▶ [WHAT NEEDS TO BE DONE]: Which lines of the data below contain "head"? Please show them all.

Stored items from a collection:
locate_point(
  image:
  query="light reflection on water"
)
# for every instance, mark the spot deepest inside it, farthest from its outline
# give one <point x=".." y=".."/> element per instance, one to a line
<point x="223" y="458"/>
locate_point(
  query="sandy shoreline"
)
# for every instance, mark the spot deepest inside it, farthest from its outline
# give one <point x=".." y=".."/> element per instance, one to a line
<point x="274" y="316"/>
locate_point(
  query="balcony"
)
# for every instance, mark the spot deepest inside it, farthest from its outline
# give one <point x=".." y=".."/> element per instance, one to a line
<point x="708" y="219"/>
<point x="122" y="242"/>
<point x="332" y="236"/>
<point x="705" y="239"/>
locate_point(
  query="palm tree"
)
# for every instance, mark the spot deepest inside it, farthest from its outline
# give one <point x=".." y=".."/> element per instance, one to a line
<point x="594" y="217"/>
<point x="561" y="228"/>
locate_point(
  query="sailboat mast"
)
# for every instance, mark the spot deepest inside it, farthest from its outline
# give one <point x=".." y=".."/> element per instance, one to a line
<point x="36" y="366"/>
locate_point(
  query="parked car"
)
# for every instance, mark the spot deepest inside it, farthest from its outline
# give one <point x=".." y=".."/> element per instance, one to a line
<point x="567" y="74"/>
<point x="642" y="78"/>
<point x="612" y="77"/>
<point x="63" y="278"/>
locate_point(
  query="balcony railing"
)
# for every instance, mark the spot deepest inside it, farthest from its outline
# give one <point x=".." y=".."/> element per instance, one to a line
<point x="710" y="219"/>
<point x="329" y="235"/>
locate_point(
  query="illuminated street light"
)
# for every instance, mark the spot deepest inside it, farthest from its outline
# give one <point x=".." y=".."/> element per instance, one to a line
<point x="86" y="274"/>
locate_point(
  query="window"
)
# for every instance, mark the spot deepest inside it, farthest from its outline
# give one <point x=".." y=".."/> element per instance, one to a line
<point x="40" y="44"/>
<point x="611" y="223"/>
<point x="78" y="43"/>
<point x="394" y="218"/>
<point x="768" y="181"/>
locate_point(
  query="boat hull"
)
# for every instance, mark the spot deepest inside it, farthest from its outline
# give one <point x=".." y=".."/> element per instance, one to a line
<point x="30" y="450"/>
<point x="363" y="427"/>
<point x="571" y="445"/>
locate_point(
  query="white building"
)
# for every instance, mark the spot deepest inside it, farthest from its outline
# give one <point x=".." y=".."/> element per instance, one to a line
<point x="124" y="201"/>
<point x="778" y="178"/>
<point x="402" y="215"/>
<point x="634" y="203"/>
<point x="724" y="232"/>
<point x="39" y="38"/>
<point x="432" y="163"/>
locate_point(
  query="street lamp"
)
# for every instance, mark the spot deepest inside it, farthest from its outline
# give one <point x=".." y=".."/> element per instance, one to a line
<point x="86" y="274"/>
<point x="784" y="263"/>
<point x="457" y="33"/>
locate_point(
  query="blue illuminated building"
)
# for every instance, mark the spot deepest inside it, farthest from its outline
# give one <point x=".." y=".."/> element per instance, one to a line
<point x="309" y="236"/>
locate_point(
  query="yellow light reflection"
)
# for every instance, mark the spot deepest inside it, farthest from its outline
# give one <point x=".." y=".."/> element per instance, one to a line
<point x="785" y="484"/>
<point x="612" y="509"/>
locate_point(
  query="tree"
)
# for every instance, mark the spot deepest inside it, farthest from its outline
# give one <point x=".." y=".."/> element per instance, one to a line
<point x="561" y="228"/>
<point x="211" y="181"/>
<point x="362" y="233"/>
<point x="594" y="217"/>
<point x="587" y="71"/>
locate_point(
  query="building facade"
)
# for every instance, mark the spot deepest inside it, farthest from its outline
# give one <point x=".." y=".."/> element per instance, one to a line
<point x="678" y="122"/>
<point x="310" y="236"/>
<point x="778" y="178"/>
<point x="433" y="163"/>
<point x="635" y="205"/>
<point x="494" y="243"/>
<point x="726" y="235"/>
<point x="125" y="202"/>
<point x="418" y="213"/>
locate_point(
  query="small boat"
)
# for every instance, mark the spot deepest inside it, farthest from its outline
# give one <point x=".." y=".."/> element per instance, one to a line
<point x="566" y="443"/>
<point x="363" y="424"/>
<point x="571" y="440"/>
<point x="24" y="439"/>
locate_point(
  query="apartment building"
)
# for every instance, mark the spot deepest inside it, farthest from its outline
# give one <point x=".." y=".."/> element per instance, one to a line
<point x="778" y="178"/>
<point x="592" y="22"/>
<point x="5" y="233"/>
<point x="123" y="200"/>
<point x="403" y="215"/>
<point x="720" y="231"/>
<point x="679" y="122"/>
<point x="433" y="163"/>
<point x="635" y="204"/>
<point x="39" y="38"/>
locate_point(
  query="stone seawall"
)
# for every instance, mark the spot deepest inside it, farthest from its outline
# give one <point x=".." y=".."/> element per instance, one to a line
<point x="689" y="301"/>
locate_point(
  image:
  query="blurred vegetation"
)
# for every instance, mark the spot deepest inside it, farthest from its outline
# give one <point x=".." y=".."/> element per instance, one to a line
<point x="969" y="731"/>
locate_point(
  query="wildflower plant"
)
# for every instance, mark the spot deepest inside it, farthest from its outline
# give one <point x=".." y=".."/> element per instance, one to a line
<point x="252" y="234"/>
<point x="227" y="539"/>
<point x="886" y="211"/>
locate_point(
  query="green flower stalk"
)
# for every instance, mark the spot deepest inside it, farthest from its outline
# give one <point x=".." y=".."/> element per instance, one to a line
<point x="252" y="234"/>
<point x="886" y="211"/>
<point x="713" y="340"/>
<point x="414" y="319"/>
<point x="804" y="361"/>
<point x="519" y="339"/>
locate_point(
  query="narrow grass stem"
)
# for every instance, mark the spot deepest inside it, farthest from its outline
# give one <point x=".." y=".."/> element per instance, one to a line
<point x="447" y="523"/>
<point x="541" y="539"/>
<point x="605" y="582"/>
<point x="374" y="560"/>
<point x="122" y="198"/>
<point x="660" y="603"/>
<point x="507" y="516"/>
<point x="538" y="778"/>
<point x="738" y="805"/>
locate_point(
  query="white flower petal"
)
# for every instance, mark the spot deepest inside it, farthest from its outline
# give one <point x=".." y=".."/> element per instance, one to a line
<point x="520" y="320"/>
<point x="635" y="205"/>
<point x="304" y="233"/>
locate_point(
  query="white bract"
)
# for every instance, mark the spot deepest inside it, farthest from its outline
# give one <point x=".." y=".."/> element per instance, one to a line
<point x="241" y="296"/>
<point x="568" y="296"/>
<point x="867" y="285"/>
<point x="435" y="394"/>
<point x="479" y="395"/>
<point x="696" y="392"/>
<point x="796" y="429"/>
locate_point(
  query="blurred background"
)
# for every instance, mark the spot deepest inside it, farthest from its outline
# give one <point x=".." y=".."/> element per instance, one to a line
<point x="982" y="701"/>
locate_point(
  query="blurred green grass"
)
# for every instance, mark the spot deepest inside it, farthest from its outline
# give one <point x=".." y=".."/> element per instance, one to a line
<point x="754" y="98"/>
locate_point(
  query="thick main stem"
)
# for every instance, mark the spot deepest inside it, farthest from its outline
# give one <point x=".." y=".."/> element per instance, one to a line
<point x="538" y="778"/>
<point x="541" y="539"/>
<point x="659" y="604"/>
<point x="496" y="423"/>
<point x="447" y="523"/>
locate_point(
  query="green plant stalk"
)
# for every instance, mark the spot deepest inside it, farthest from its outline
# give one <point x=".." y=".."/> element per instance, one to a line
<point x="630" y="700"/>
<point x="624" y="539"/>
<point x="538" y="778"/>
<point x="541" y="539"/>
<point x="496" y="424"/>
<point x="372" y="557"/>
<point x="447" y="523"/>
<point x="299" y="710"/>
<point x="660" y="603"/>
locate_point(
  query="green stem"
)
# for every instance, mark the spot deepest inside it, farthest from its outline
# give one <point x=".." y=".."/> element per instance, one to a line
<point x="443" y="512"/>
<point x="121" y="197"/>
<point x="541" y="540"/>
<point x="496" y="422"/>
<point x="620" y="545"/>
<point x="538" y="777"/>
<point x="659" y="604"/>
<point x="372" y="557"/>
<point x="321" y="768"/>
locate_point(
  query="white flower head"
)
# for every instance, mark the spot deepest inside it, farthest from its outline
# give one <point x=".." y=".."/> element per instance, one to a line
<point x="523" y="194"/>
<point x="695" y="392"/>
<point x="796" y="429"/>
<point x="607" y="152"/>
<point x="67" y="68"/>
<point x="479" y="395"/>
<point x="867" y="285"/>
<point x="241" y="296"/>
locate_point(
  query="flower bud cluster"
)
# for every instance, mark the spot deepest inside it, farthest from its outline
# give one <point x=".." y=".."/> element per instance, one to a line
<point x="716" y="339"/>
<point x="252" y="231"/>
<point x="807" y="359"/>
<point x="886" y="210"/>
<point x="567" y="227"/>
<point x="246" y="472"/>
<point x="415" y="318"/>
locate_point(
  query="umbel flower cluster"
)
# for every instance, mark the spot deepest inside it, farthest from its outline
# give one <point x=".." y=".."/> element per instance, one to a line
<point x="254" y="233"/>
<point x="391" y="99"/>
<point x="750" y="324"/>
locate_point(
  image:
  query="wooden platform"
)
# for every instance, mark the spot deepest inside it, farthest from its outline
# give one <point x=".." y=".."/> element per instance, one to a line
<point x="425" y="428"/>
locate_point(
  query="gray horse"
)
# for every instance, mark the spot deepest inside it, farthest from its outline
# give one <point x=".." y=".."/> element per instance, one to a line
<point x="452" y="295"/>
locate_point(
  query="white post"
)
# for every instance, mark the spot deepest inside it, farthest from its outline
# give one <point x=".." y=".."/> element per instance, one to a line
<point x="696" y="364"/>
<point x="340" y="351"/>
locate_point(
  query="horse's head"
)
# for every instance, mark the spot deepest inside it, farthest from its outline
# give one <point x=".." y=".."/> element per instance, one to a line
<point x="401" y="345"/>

▶ [TASK RESULT]:
  query="white flower head"
  query="horse's head"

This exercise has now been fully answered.